(Beginning of Text shown)

Are Free Range Eggs Healthier

Image Credit: sk8geek / Flickr

Are free-range eggs healthier than conventional eggs?

I have recently read that there is a difference between commercial eggs and farm eggs — I have six chickens that roam freely, and I use the eggs for cooking, for the occasional breakfast, and even for a dinner at least once a week. Am I wrong to think my eggs are healthier?

cmcauliffe / Originally asked in Bad Egg

Answer:

That may be true of particularly pasture-raised hens, but a new study published this summer found no significant difference between cholesterol levels in “free-range” compared to conventional eggs (over 200mg per jumbo egg in each case).

(End of Text shown)

Task requirements
A. In the text on free-range eggs, why does the answer doubt that free-range eggs are healthier than conventional ones?
B. Write what comes next in the text on free-range eggs, picking up after its final sentence.

(Beginning of Provided information)

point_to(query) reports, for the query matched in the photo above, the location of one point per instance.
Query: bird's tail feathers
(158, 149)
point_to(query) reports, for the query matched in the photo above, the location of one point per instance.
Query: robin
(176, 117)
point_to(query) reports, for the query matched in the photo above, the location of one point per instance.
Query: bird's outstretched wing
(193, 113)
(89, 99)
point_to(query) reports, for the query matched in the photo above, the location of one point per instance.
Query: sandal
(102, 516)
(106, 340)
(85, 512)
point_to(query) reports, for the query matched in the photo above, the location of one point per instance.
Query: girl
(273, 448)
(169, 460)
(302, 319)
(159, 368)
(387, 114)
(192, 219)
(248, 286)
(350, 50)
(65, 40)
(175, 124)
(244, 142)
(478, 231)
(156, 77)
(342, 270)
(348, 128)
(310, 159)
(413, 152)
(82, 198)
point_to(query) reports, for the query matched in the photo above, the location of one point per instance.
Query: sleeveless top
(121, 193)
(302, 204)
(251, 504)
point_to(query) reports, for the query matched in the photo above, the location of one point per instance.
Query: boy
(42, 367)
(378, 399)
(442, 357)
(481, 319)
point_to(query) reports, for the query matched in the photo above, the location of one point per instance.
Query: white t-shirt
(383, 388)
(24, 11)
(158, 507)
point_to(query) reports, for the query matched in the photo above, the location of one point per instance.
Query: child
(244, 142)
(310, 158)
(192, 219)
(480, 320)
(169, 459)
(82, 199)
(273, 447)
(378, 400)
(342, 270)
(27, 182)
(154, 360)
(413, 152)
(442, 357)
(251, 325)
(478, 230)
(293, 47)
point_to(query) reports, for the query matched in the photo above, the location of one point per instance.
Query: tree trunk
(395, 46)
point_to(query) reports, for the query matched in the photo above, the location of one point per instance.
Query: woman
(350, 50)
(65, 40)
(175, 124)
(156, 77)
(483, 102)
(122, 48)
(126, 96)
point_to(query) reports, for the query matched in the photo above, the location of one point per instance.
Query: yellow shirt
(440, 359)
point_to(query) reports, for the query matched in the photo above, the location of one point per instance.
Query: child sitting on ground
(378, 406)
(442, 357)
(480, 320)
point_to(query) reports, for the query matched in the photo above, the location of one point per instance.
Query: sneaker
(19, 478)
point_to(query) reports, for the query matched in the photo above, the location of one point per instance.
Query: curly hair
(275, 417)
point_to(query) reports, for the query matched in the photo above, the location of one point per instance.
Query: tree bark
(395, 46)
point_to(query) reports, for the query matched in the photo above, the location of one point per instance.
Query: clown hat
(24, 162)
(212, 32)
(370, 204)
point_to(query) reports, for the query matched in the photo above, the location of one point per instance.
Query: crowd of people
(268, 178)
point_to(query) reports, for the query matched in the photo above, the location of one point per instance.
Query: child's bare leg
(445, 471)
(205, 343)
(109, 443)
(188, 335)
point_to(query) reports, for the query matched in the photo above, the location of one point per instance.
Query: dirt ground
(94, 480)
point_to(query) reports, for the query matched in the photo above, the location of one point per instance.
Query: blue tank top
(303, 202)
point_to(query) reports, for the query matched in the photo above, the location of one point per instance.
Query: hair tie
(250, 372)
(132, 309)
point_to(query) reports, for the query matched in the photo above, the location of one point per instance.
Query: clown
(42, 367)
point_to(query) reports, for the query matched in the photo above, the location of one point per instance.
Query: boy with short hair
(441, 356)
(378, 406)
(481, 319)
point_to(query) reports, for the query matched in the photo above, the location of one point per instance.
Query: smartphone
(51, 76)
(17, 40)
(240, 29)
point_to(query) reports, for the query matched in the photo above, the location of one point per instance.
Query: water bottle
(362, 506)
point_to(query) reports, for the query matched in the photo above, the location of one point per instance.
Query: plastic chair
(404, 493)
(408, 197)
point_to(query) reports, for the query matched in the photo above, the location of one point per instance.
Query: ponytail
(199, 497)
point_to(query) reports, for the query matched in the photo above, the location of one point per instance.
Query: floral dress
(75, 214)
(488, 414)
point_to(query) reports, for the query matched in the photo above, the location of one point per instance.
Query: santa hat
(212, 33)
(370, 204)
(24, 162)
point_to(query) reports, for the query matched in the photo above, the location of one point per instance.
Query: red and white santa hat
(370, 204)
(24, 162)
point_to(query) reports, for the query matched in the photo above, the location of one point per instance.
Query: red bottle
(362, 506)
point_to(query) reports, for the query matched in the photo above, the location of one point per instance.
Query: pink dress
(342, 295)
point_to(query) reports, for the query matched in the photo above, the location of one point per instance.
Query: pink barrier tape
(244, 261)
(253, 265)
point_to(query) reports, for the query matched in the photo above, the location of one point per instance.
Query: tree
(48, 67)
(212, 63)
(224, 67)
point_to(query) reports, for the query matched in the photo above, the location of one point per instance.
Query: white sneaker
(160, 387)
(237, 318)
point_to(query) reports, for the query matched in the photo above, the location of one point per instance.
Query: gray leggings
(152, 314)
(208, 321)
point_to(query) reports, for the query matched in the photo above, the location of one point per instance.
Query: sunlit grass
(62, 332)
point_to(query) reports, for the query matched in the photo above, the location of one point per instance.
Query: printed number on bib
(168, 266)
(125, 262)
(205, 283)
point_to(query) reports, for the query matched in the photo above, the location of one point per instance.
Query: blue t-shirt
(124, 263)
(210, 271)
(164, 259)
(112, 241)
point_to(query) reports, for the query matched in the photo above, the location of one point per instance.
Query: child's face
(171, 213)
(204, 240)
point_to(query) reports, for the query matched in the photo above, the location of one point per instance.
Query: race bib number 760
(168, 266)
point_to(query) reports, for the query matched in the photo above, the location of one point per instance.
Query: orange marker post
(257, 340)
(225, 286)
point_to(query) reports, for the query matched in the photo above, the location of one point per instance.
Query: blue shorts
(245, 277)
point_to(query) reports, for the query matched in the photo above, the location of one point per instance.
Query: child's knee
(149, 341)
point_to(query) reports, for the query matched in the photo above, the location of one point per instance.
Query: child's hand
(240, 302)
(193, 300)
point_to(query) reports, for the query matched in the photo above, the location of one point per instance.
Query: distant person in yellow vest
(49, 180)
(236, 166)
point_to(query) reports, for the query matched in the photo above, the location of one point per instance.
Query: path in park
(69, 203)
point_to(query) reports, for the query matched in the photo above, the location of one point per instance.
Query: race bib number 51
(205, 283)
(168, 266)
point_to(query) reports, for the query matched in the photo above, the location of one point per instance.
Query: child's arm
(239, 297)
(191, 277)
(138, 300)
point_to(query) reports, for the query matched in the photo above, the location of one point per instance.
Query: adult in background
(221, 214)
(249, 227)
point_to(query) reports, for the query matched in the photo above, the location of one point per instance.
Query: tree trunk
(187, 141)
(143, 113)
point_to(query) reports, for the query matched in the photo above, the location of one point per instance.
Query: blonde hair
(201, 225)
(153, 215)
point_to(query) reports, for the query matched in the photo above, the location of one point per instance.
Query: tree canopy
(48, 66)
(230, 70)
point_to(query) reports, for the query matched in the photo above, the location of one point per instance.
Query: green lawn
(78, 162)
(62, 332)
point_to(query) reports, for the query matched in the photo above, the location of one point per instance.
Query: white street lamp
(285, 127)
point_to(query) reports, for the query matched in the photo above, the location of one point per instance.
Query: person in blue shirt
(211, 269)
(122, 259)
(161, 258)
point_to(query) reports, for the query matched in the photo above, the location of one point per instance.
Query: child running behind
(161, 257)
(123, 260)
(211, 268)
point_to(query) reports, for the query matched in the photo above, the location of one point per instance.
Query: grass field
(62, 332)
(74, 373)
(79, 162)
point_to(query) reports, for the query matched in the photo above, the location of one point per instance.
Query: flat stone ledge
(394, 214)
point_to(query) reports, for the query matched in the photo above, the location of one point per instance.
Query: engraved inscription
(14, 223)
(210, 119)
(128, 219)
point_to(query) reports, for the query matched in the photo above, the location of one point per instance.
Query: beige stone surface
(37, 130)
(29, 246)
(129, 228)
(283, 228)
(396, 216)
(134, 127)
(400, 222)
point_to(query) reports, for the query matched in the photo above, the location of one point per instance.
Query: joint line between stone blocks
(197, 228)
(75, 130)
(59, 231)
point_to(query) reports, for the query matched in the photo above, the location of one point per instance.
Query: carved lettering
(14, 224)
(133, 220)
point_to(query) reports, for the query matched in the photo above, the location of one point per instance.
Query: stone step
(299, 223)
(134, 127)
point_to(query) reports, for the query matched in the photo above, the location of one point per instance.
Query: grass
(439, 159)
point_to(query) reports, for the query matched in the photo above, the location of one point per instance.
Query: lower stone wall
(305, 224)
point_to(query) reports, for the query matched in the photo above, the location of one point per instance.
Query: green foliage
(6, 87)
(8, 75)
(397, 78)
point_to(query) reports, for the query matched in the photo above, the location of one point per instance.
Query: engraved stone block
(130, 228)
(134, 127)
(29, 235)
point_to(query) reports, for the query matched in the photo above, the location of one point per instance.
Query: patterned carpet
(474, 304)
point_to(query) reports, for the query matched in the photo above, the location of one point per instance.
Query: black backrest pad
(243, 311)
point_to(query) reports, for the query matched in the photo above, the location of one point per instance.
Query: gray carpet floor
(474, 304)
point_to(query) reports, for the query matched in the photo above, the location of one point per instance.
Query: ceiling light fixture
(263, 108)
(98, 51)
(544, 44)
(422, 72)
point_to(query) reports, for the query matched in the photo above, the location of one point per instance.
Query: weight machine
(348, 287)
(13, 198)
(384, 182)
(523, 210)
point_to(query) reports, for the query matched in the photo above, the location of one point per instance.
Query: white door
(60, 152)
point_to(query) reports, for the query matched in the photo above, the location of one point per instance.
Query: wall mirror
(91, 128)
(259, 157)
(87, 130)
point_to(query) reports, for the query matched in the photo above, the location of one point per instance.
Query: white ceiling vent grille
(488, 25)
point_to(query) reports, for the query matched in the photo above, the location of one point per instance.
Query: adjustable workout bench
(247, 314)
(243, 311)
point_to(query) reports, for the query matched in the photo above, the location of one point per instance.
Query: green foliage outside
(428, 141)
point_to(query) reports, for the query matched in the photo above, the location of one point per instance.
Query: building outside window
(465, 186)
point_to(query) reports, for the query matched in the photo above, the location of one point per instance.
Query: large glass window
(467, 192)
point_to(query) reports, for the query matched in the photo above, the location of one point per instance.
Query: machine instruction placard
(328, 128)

(End of Provided information)

Answer list
A. A new study published that summer found no significant difference in cholesterol levels between "free-range" and conventional eggs. Both had over 200mg per jumbo egg.

B.
Free-range eggs are certainly better from an animal welfare standpoint, and also less likely to be contaminated with Salmonella (the leading cause of food-borne illness related hospitalization and death in the United States–see my video Total Recall), but don’t appear to have less cholesterol, the most important health reason to minimize one’s egg intake (see for example my videos Egg Cholesterol in the Diet and Avoiding Cholesterol Is a No Brainer).

Image credit: sk8geek / Flickr

Discuss

Michael Greger M.D., FACLM

Michael Greger, M.D. FACLM, is a physician, New York Times bestselling author, and internationally recognized professional speaker on a number of important public health issues. Dr. Greger has lectured at the Conference on World Affairs, the National Institutes of Health, and the International Bird Flu Summit, testified before Congress, appeared on The Dr. Oz Show and The Colbert Report, and was invited as an expert witness in defense of Oprah Winfrey at the infamous "meat defamation" trial.


12 responses to “Are free-range eggs healthier than conventional eggs?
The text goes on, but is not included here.